* TAREFAS PEDIDAS *
**1)** No comentário sobre Fernando Pessoa, com quem se diz concordar inteiramente?
**2)** Copie do comentário sobre Fernando Pessoa tudo o que vai de "Concordo inteiramente com" até "não pensam. :-)".

Good point, Mike. A lucidez tem sempre um preço, não é?
Concordo inteiramente com a Ana. Com todas as limitações que tenho, Fernando Pessoa sempre me pareceu alguém que, mais do que a viver (num doce e fluido estado de desconhecimento), se entreteve a ver-se viver e a aprofundar os mecanismos de todos os estados interiores (seus e alheios), quer os doces e fluidos, quer os menos doces e menos fluidos. Dessa frase, um pouco amarga, poderá deduzir-se que a sabedoria está na felicidade de não se saber coisa nenhuma, que ele não foi sábio ao querer saber alguma coisa… e, enfim, que eu sou sábia, porque – por força deste calor horrível que faz – já aderi ao tal doce e fluido estado dos que não pensam. :-)

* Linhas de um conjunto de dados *

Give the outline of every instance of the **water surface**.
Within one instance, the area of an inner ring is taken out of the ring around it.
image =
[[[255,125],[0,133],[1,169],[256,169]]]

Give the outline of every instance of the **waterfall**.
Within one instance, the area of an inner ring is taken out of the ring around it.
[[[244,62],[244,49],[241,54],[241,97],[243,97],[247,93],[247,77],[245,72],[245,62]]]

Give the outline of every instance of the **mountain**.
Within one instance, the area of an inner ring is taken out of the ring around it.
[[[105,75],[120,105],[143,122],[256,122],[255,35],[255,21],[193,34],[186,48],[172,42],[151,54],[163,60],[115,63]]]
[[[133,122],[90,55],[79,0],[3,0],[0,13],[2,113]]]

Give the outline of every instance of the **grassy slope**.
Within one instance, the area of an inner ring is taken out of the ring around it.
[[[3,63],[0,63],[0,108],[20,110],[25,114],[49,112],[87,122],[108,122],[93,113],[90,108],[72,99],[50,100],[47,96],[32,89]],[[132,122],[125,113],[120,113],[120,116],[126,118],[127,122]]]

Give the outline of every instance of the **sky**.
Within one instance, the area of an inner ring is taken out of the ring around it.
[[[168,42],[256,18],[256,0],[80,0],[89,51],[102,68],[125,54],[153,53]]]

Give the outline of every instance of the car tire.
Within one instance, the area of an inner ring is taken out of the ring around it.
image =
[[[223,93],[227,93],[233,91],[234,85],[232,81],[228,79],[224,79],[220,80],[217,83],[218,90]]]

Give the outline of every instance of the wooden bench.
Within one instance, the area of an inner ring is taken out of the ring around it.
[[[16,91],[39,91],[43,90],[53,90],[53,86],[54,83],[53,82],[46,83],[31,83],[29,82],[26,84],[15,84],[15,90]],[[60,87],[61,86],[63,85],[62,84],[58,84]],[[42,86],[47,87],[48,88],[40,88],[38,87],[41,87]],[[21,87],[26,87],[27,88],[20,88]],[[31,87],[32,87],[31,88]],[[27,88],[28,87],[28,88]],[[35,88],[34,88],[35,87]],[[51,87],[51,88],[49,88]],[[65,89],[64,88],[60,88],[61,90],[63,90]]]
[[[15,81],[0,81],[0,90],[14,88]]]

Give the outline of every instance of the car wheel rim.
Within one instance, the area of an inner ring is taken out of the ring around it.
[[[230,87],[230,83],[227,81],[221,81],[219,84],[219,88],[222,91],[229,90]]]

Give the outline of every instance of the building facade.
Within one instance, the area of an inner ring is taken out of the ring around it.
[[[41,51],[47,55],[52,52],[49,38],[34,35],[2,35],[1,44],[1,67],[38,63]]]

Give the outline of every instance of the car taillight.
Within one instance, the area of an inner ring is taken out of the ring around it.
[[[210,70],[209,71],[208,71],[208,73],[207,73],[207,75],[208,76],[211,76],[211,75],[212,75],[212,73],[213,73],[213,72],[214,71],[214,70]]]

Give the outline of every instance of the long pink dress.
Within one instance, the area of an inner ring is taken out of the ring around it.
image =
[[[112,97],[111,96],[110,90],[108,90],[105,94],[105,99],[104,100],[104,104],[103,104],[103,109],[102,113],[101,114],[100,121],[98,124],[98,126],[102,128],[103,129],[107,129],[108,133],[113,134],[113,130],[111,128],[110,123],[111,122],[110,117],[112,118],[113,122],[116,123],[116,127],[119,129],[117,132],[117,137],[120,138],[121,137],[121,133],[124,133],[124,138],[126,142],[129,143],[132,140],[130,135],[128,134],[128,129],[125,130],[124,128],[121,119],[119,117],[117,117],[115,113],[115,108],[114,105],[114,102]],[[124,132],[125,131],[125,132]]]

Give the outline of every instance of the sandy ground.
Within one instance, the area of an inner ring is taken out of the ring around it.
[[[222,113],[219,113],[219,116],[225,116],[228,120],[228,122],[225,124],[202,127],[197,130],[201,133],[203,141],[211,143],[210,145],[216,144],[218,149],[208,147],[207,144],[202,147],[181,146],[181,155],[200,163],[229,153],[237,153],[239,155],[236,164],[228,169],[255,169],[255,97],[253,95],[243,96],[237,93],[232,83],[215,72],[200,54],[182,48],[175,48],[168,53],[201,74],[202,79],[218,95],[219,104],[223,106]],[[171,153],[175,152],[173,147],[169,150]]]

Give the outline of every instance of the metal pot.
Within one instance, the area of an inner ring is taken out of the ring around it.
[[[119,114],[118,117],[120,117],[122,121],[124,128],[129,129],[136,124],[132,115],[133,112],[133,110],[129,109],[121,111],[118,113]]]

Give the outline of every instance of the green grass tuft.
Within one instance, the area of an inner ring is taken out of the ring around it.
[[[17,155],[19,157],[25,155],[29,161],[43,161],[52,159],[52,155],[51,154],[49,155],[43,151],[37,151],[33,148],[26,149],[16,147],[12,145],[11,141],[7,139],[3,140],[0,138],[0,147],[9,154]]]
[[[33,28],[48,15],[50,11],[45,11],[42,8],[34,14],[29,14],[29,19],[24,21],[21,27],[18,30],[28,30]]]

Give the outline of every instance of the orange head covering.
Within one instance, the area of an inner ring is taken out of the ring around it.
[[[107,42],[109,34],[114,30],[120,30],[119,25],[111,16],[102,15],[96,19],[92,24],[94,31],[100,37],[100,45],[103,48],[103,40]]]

* RESPOSTAS POR TAREFA *
**1)** Com a Ana.

**2)**
Concordo inteiramente com a Ana. Com todas as limitações que tenho, Fernando Pessoa sempre me pareceu alguém que, mais do que a viver (num doce e fluido estado de desconhecimento), se entreteve a ver-se viver e a aprofundar os mecanismos de todos os estados interiores (seus e alheios), quer os doces e fluidos, quer os menos doces e menos fluidos. Dessa frase, um pouco amarga, poderá deduzir-se que a sabedoria está na felicidade de não se saber coisa nenhuma, que ele não foi sábio ao querer saber alguma coisa… e, enfim, que eu sou sábia, porque – por força deste calor horrível que faz – já aderi ao tal doce e fluido estado dos que não pensam. :-)